> _Prompt_
Write out the records again, exactly, leaving none out.

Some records
## Start
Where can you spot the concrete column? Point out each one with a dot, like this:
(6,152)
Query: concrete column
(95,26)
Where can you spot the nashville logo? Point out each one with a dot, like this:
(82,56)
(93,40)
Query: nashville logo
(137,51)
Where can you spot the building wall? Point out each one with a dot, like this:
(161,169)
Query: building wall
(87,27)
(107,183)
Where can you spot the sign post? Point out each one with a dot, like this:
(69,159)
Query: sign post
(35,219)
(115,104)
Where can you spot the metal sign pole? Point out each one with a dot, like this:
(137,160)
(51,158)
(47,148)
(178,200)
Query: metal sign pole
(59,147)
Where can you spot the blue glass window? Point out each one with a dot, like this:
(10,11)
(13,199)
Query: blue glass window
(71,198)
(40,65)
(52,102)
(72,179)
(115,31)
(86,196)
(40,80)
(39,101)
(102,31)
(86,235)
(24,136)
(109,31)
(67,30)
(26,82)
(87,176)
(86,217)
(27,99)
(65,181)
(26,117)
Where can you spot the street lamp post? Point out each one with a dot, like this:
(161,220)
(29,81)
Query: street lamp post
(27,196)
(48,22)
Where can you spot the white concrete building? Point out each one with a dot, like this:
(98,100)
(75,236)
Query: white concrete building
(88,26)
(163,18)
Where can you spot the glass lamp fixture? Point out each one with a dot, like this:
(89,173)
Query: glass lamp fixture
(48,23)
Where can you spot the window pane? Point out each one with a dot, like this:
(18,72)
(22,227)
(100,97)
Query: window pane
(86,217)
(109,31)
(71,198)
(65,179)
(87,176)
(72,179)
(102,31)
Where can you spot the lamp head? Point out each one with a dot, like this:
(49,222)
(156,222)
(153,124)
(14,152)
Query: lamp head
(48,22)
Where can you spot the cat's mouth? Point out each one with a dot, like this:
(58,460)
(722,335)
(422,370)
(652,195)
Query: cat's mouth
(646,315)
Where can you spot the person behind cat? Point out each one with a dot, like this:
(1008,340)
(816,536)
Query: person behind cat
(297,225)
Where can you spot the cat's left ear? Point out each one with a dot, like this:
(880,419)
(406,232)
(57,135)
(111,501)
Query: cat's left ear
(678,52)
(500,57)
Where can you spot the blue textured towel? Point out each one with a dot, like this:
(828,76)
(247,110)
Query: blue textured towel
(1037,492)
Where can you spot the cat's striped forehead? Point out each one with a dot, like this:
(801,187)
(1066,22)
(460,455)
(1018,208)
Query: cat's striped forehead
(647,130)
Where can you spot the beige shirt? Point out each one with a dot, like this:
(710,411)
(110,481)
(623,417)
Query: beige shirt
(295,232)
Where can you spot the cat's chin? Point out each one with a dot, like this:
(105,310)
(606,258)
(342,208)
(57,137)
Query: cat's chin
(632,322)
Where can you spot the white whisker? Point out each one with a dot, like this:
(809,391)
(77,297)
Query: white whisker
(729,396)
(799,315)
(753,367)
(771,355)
## End
> _Written answer_
Where can you spot the concrete column? Point out each one with a dot, like this:
(6,152)
Query: concrete column
(95,26)
Where can you spot the nashville logo? Point out each one with a dot, like this:
(82,56)
(93,40)
Query: nashville logo
(137,51)
Where can you spot the building wall? Point out each one with a dot, like this:
(161,169)
Query: building wall
(87,27)
(107,183)
Where can you spot the sign post? Point out each one with a dot, like this:
(69,159)
Query: sign post
(35,219)
(115,104)
Where can you spot the metal sign pole? Point out each one with a dot, like this:
(137,160)
(51,158)
(47,148)
(178,200)
Query: metal sign pole
(59,147)
Where can you spot the blue glass window? Point out each one with a dot, like this:
(10,11)
(13,199)
Query: blue glass window
(71,198)
(40,65)
(52,102)
(72,179)
(115,31)
(86,196)
(40,80)
(39,101)
(102,31)
(86,235)
(24,136)
(109,31)
(67,30)
(26,82)
(87,176)
(86,217)
(27,99)
(65,181)
(26,117)
Where can you spot the street lamp post? Point out each one with a dot, like this:
(161,220)
(29,81)
Query: street lamp post
(27,196)
(48,22)
Where can you spot the white concrete building? Point out each one with a dot, like this:
(98,100)
(75,236)
Query: white concrete building
(88,26)
(163,18)
Where can you spot the glass lamp fixture? Point out each one with a dot, like this:
(89,173)
Query: glass lamp fixture
(48,23)
Where can you spot the window pane? Point out each one with a dot, like this:
(18,72)
(22,227)
(100,97)
Query: window pane
(86,217)
(109,31)
(71,198)
(65,179)
(87,176)
(72,179)
(102,31)
Where can you spot the lamp head? Point out each one with a dot, like this:
(49,222)
(156,222)
(153,124)
(14,152)
Query: lamp head
(48,22)
Where can you spot the cat's mouth? Point out each one with a dot, like this:
(58,460)
(722,335)
(422,370)
(652,195)
Query: cat's mouth
(646,315)
Where can you spot the person behind cat? Point out each one with a dot, like this:
(1008,340)
(816,536)
Query: person behind cat
(297,225)
Where can you spot the cat's left ear? Point out each one with a dot, like this:
(880,419)
(406,232)
(57,135)
(111,501)
Query: cat's left ear
(678,52)
(500,57)
Where can you spot the blue textured towel? Point out each one with a dot, like this:
(828,76)
(247,110)
Query: blue textured towel
(1037,492)
Where can you spot the cat's striped forehead? Point out each one with a dot, like this:
(801,187)
(1066,22)
(460,455)
(1018,208)
Query: cat's striped forehead
(647,130)
Where can you spot the beige shirt? Point out each one with a dot, like this:
(710,411)
(110,481)
(623,417)
Query: beige shirt
(295,232)
Where can you spot the cat's chin? Point out each one with a dot, like this:
(105,310)
(606,258)
(342,208)
(57,137)
Query: cat's chin
(632,322)
Where can you spot the white whisker? Point out each one with a dot, like this:
(809,391)
(77,297)
Query: white whisker
(729,396)
(799,315)
(753,367)
(771,355)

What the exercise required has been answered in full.